▶ _Aim_: Give back the data word for word, from the line with "coconut palm tree for the incident report." through the end of the data.

▶ _Dataset content_:
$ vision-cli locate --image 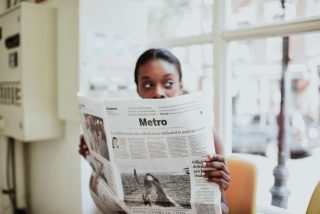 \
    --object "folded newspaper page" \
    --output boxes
[78,92,221,214]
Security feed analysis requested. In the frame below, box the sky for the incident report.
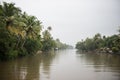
[0,0,120,45]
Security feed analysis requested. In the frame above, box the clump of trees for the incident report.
[76,29,120,53]
[0,2,70,60]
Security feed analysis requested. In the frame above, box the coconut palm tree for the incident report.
[0,2,21,29]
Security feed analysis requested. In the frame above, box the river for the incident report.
[0,49,120,80]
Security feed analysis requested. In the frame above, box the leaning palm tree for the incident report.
[0,2,21,29]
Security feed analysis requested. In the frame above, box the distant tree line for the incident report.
[0,2,71,60]
[76,28,120,53]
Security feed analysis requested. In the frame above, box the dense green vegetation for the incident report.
[76,28,120,53]
[0,2,71,60]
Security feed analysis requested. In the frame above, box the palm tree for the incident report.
[0,2,21,29]
[22,13,42,47]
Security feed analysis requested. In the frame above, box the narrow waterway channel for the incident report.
[0,49,120,80]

▶ _Response to this task_:
Security feed analysis requested. In the frame above, box the coconut palm tree for the incident report.
[0,2,21,29]
Security feed analysis requested. In the frame above, box the river for the incident report.
[0,49,120,80]
Security feed analysis requested. In the frame above, box the leaning palm tree for the incident report.
[0,2,21,29]
Security feed analysis requested. In the frame above, box the distant tree line for the incident report.
[0,2,71,60]
[76,28,120,53]
Security feed analysis requested. In the frame above, box the dense green vegetation for the incident report.
[76,28,120,53]
[0,2,71,60]
Security feed analysis requested. In the frame above, box the palm tree for the incident report.
[0,2,21,29]
[22,13,42,47]
Security feed analysis requested. In the frame above, box the narrow waterway channel for the incident report.
[0,49,120,80]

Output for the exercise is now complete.